The India Research Center, based in Mumbai, serves as a hub for Harvard Chan School’s research projects, educational programs, and knowledge translation and communication work across India.

Location

Dextrus, 6th floor,
Peninsula Towers,
Peninsula Corporate Park,
Lower Parel, Mumbai 400013
India

Control of Non-Communicable Diseases

With the  India Research Center (IRC)

Dr Shilpa Bhupathiraju, Assistant Professor of Nutrition, Harvard T.H. Chan School of Public Health, is working with the Ambuja Cement Foundation to evaluate the foundation’s CSR program on comprehensive management of non-communicable diseases (NCD) with a focus on prevention of Hypertension and Diabetes. IRC is currently running an evaluation of the NCD intervention through a stepped-wedged trial covering 12 villages in Bhatinda, Punjab. Dr Lindsay Jaacks, the former PI of the research study, and Dr Bhupathiraju have designed the research protocol. The study has run over a few years in the same communities, and the endline was conducted in January 2023. The study is unique, given that it is one of the attempts to estimate the prevalence of high-risk CBAC scores in a large population-based sample. Given that the Government of India aims to undertake population-based screening of all adults for Non-Communicable Diseases, the results of this study are directly translatable for policy action.

******************************

▶ PROBLEMS TO SOLVE:
a - According to the India Research Center text, where are the 12 villages covered by the evaluation trial?
b - Carry the India Research Center text forward from its final sentence.

******************************

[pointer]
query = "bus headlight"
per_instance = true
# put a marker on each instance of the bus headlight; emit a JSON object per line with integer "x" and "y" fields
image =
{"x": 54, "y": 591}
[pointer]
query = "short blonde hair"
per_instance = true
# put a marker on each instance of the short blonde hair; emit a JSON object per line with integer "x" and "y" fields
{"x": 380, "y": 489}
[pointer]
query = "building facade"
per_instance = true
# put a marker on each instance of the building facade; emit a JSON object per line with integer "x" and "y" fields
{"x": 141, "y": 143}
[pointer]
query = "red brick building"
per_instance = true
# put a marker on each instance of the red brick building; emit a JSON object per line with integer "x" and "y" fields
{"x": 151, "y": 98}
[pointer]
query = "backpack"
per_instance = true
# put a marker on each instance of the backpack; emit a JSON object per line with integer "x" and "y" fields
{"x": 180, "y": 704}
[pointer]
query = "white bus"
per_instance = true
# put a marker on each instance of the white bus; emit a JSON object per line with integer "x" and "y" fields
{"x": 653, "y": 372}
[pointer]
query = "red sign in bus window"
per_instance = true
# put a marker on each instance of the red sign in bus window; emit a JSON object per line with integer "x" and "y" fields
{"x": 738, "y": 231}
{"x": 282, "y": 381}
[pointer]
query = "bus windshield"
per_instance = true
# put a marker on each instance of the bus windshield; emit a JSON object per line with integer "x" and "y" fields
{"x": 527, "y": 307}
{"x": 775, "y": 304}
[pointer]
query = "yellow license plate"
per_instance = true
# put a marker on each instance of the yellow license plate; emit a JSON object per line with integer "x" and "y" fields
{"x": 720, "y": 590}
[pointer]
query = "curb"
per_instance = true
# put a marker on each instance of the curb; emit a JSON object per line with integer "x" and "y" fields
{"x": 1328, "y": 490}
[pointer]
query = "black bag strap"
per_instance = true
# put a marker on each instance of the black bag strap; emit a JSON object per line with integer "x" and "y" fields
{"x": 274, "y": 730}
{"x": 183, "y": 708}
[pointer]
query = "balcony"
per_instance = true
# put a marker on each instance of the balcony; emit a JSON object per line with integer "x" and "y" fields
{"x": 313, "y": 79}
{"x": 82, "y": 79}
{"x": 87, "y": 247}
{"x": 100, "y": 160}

******************************

▶ WRITTEN RESPONSES:
a - Bhatinda, Punjab.

b -
The India Research Center held its inaugural symposium on NCDs with the goal of discussing evidence-based best practices from around the globe and emerging models and potential solutions for the Indian context. Learn more here
The findings from theis baseline were published in an article titled “A community-based noncommunicable disease prevention intervention in Punjab, India: Baseline characteristics of 11,322 adults” in the *Indian Journal of Community Medicine*. The article describes the results of a large-scale, community-based non-communicable diseases screening conducted in Punjab, India, using the Government of India’s Community Based Assessment Checklist (CBAC) scoring system. (Read more here – https://journals.lww.com/ijcm/Fulltext/2022/47010/A_Community_Based_Noncommunicable_Disease.6.aspx). Learnings from the baseline and publication were discussed in a webinar in April, 2022. The project is in its final stages with an evaluation of the entire intervention from baseline to endline.